* [REQUIREMENT] Copy out the lines below, starting with the first line and going on through the line with "x=665 y=139". Shift every answer coordinate by adding 147 to each x and y value, and leave all other lines unchanged.

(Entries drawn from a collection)
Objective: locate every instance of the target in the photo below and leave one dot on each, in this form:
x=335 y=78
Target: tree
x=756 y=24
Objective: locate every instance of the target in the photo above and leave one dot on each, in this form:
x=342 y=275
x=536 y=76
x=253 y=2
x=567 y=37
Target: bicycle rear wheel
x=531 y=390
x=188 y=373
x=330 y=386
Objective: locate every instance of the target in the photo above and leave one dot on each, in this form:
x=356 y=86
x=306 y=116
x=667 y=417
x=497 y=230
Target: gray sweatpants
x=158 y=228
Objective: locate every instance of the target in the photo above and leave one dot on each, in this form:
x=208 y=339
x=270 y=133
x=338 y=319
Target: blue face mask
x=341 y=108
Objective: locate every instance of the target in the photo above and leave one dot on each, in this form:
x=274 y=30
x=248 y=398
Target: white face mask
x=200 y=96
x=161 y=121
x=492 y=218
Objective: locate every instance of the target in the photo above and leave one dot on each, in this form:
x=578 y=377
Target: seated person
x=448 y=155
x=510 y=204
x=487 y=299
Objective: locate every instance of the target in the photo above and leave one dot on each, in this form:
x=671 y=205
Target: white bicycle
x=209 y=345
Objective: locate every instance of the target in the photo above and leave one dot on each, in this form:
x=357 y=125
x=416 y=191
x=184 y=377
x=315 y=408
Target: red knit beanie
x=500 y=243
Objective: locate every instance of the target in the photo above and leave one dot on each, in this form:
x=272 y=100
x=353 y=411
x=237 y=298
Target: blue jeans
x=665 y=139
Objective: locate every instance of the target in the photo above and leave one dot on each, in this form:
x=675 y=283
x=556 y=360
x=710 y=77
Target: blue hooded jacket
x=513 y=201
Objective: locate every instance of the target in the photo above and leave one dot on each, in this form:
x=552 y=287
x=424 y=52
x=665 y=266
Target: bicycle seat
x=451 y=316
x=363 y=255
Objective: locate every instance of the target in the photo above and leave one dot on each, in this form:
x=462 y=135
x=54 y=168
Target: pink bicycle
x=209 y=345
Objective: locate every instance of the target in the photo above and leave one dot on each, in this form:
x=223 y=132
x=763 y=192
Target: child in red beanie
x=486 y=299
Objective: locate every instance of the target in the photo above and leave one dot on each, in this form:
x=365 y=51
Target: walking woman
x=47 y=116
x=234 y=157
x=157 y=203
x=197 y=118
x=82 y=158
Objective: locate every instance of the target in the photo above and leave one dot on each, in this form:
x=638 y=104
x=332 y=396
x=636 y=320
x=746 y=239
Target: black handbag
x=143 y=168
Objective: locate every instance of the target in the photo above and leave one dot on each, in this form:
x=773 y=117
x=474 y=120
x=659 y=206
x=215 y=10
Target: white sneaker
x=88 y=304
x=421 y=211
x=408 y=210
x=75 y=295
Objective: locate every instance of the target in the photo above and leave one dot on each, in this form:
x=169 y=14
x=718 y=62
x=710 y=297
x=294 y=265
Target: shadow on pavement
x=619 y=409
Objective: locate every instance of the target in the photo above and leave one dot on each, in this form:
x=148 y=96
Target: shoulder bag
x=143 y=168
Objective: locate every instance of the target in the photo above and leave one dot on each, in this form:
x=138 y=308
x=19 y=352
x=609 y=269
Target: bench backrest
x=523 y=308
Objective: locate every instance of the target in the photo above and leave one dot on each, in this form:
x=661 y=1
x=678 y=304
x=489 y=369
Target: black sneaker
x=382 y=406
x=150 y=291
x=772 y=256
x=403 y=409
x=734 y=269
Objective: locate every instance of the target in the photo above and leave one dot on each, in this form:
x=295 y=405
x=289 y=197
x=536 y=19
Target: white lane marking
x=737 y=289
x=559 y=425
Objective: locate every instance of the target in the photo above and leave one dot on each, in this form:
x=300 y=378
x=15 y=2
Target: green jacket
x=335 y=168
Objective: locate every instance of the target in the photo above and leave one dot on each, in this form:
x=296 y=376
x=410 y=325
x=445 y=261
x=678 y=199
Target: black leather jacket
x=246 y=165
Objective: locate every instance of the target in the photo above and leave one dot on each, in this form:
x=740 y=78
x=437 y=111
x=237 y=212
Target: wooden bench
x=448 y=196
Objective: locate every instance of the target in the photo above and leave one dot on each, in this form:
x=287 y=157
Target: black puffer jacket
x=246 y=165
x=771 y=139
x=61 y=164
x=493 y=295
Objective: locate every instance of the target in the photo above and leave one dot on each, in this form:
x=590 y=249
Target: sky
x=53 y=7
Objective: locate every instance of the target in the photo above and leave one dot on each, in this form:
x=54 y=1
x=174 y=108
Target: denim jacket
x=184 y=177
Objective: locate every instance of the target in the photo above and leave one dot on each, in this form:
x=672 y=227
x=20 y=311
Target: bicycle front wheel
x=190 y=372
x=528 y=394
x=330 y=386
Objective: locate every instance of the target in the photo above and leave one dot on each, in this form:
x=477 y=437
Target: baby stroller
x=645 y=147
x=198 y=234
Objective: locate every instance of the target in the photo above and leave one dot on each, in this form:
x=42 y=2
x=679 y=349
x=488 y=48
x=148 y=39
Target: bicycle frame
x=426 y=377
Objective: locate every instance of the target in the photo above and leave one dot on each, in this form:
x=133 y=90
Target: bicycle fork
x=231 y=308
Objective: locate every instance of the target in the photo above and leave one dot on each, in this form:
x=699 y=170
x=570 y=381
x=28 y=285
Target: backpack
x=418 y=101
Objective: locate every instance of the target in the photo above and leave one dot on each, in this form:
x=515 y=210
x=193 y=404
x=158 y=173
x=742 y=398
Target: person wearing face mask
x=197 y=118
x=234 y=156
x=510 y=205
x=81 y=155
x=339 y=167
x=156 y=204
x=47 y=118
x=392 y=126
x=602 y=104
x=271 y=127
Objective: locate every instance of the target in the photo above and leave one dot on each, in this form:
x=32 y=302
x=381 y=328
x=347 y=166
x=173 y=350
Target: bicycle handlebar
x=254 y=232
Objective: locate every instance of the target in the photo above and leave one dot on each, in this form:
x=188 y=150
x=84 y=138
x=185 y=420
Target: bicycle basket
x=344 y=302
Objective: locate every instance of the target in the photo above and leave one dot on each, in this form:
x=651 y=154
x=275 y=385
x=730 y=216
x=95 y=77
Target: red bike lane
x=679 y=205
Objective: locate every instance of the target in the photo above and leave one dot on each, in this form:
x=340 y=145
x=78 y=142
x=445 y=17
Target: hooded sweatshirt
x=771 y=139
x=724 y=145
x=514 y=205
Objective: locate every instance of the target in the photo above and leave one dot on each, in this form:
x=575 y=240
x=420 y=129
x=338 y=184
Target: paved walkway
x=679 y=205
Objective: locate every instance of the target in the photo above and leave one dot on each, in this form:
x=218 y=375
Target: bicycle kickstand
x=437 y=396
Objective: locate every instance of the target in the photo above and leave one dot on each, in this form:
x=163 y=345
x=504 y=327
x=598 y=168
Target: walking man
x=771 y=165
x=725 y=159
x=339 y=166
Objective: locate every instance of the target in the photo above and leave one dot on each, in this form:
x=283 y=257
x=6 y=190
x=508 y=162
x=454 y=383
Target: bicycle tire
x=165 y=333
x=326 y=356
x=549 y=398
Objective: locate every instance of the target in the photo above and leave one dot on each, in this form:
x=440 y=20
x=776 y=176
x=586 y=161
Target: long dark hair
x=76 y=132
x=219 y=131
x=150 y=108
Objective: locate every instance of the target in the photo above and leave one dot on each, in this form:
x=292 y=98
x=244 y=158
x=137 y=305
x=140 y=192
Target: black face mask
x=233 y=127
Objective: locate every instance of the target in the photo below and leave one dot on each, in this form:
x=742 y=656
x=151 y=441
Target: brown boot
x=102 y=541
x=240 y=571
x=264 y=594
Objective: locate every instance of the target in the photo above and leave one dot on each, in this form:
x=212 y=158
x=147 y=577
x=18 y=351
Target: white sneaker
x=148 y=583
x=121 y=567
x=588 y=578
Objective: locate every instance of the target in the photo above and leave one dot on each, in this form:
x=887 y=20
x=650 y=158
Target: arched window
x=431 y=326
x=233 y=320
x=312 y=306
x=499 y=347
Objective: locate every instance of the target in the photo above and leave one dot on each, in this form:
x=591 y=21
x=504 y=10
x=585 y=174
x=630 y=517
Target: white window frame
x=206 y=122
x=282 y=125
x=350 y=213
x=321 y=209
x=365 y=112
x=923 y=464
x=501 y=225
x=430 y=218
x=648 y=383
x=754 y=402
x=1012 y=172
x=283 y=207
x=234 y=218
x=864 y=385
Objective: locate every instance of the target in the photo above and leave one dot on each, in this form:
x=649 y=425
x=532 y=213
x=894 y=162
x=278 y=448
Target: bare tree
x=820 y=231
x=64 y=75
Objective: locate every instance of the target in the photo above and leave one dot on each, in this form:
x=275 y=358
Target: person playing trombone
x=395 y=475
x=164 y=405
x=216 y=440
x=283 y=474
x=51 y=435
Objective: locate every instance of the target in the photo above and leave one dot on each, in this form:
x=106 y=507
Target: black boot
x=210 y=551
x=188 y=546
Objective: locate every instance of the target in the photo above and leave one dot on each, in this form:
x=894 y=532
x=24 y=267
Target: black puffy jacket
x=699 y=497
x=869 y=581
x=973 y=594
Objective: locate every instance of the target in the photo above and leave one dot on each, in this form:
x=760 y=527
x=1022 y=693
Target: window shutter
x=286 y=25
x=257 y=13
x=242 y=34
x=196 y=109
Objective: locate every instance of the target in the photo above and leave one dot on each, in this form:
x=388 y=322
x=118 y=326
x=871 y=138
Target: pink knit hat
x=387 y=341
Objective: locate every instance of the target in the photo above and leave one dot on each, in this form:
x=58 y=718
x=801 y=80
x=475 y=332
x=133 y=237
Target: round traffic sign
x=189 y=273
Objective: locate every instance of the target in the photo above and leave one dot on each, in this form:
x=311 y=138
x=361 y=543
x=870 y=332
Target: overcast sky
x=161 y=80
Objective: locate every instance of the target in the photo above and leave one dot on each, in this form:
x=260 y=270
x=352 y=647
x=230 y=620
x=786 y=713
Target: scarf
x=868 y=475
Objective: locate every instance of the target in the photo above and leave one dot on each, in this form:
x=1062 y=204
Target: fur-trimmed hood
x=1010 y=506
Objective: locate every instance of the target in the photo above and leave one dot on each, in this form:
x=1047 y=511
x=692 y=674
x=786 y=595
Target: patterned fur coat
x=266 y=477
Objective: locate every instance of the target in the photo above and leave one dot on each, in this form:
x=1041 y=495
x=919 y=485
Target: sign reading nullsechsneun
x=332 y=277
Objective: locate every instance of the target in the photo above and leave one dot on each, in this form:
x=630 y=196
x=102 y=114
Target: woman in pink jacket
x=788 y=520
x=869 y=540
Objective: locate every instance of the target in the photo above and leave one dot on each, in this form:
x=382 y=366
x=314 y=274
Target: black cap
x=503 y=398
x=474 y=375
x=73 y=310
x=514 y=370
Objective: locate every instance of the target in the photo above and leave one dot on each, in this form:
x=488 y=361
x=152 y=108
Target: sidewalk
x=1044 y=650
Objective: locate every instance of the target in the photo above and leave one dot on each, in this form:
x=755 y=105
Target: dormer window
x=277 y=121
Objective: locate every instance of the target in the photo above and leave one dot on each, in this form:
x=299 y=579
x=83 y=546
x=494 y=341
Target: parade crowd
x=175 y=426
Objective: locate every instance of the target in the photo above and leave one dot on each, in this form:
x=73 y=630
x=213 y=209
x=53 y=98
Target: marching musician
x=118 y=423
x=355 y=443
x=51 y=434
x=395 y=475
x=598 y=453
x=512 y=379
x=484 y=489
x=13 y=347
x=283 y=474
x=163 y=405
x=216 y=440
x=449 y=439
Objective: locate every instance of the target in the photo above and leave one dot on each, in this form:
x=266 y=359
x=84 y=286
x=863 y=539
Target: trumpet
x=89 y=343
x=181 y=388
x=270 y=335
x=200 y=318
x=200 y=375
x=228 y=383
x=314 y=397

* [ANSWER TO THE PROBLEM]
Objective: locate every instance of the target in the photo below and leave one dot on each, in this form:
x=335 y=78
Target: tree
x=903 y=171
Objective: locate every instance of the target in the photo above and leave one dot on each, in this form:
x=342 y=275
x=536 y=76
x=253 y=2
x=567 y=37
Target: bicycle rear wheel
x=678 y=537
x=335 y=520
x=477 y=533
Objective: locate every instance of the target in the photo above and leave one dot on each, in this form:
x=356 y=86
x=306 y=116
x=667 y=417
x=497 y=230
Target: gray sweatpants
x=305 y=375
Objective: locate every instance of the target in the photo above and leave one dot on each, in this form:
x=208 y=339
x=270 y=133
x=338 y=319
Target: blue face mask
x=488 y=255
Objective: locate every instance of the target in the photo above and leave one dot on each, in this form:
x=274 y=30
x=248 y=398
Target: white face mask
x=347 y=243
x=308 y=268
x=639 y=365
Objective: locate every instance of the target in the photo above and leave one dot on each, in this form:
x=578 y=377
Target: seated person
x=595 y=302
x=657 y=351
x=634 y=446
Objective: locate every instance of the target in the photo above and leave one dot on each, in this form:
x=671 y=205
Target: white bicycle
x=356 y=492
Objective: locate every instance of the target in the photo above and leave one dot on each, in this form:
x=357 y=125
x=416 y=191
x=184 y=377
x=315 y=408
Target: red knit beanie
x=647 y=390
Objective: locate every instance of the target in the photo above and leave one dot on each, in this form:
x=272 y=100
x=353 y=411
x=237 y=298
Target: blue jeans
x=812 y=286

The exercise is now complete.